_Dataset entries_

▬▬▬

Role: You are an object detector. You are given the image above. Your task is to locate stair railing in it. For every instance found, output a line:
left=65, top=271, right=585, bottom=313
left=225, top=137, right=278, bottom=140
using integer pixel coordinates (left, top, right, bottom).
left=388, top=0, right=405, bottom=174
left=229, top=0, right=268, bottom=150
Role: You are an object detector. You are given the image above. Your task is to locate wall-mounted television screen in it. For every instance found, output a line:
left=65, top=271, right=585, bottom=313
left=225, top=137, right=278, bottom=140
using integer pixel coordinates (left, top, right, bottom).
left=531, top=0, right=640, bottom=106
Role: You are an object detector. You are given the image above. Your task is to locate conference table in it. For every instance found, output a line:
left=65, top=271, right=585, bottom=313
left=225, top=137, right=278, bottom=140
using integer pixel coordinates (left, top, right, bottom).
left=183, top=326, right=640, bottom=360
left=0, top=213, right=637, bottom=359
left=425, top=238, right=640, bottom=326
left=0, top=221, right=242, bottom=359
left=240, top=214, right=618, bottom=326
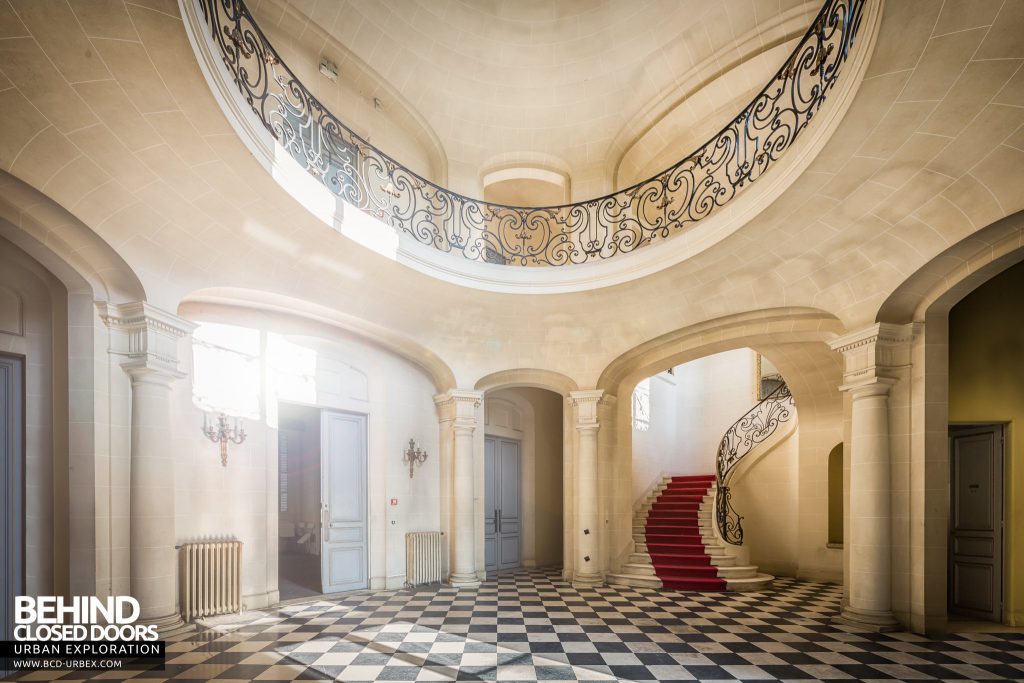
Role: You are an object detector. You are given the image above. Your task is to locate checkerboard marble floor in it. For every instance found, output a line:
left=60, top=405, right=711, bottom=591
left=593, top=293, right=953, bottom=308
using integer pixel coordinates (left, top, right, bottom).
left=10, top=568, right=1024, bottom=682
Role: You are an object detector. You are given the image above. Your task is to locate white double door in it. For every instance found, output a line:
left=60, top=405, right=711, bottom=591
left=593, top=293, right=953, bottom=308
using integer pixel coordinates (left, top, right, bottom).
left=320, top=410, right=368, bottom=593
left=484, top=437, right=521, bottom=572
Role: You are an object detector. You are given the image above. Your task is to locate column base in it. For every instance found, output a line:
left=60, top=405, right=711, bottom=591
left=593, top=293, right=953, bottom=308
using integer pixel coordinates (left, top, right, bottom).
left=832, top=605, right=901, bottom=632
left=140, top=612, right=194, bottom=638
left=447, top=572, right=481, bottom=589
left=571, top=572, right=603, bottom=589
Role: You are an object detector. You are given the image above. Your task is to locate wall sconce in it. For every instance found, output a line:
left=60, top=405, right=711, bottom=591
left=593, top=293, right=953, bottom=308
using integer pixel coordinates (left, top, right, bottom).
left=202, top=412, right=246, bottom=467
left=403, top=439, right=428, bottom=478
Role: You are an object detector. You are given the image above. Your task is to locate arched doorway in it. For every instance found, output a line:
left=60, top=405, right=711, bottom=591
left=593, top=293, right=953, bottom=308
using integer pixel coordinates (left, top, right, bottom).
left=946, top=260, right=1024, bottom=624
left=876, top=209, right=1024, bottom=632
left=596, top=309, right=846, bottom=586
left=483, top=389, right=564, bottom=574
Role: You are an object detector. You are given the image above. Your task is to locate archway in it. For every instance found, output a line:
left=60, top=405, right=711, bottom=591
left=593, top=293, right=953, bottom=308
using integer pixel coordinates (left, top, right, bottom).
left=0, top=172, right=147, bottom=628
left=596, top=308, right=846, bottom=584
left=878, top=211, right=1024, bottom=631
left=475, top=370, right=576, bottom=580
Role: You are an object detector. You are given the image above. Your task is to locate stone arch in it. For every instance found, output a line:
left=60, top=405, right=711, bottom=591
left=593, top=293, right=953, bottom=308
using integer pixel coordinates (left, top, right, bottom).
left=595, top=307, right=848, bottom=582
left=598, top=307, right=844, bottom=401
left=0, top=171, right=145, bottom=303
left=474, top=368, right=579, bottom=397
left=874, top=209, right=1024, bottom=633
left=475, top=369, right=575, bottom=578
left=178, top=287, right=456, bottom=393
left=877, top=210, right=1024, bottom=325
left=0, top=174, right=149, bottom=607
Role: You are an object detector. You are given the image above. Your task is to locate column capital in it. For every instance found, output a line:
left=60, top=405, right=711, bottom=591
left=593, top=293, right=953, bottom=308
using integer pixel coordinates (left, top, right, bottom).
left=569, top=390, right=604, bottom=429
left=433, top=389, right=483, bottom=426
left=829, top=322, right=920, bottom=387
left=98, top=301, right=196, bottom=380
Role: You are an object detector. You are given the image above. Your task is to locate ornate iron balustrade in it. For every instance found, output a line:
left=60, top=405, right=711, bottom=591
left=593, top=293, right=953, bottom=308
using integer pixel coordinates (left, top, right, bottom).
left=197, top=0, right=864, bottom=267
left=715, top=382, right=795, bottom=545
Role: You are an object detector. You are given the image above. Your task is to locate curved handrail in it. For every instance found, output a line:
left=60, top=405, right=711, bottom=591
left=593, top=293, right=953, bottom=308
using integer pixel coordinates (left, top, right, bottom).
left=715, top=382, right=795, bottom=545
left=196, top=0, right=864, bottom=266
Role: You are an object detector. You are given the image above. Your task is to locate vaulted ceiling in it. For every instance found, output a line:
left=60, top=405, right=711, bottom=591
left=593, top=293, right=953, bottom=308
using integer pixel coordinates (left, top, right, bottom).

▬▬▬

_Problem statement_
Say how many lines above contain the string "column". Answer with the number only.

_Result_
2